Beyond the Unicorn Myth: The Real Economics of VC Valuations - In Depth Review
- Hurratul Maleka Taj
- Aug 17
- 12 min read
Every week, headlines announce that another startup has joined the unicorn club.
The press release says the company is “valued at $1 billion.” Investors tweet congratulations. Founders pop champagne. Employees start calculating what their stock options might be worth.
But here’s the inconvenient truth: that headline number is often far from the real economic value of the company.
The Problem With Post-Money Valuation
In venture capital, the most common way to value a startup is to take the price paid for the latest preferred shares, multiply it by the total number of shares after the round, and call that the “Post-Money Valuation” (PMV).
This method assumes:
All shares have the same value as the newest preferred shares.
Future financing rounds don’t change the math.
Complex contractual rights don’t matter.
In reality:
Preferred shares have protections that make them more valuable than common shares.
Future rounds dilute existing shareholders - sometimes severely.
Terms like liquidation multiples, seniority, and participation rights can shift value dramatically between share classes.
Paper by Gornall & Strebulaev (2021)

• _DIRECTIONS FOR THIS TASK_: Rewrite the VC valuation article starting at the words "But here’s the" and ending after "than common shares.", with "common shares" changed to "ordinary shares".

• _INFORMATION PROVIDED_:
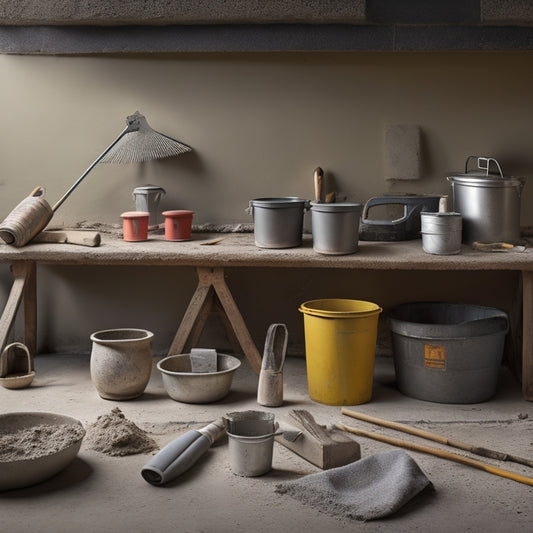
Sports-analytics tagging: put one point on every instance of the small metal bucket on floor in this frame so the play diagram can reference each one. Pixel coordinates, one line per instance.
(251, 442)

• _FINISHED ANSWER_:
But here’s the inconvenient truth: that headline number is often far from the real economic value of the company.
The Problem With Post-Money Valuation
In venture capital, the most common way to value a startup is to take the price paid for the latest preferred shares, multiply it by the total number of shares after the round, and call that the “Post-Money Valuation” (PMV).
This method assumes:
All shares have the same value as the newest preferred shares.
Future financing rounds don’t change the math.
Complex contractual rights don’t matter.
In reality:
Preferred shares have protections that make them more valuable than ordinary shares.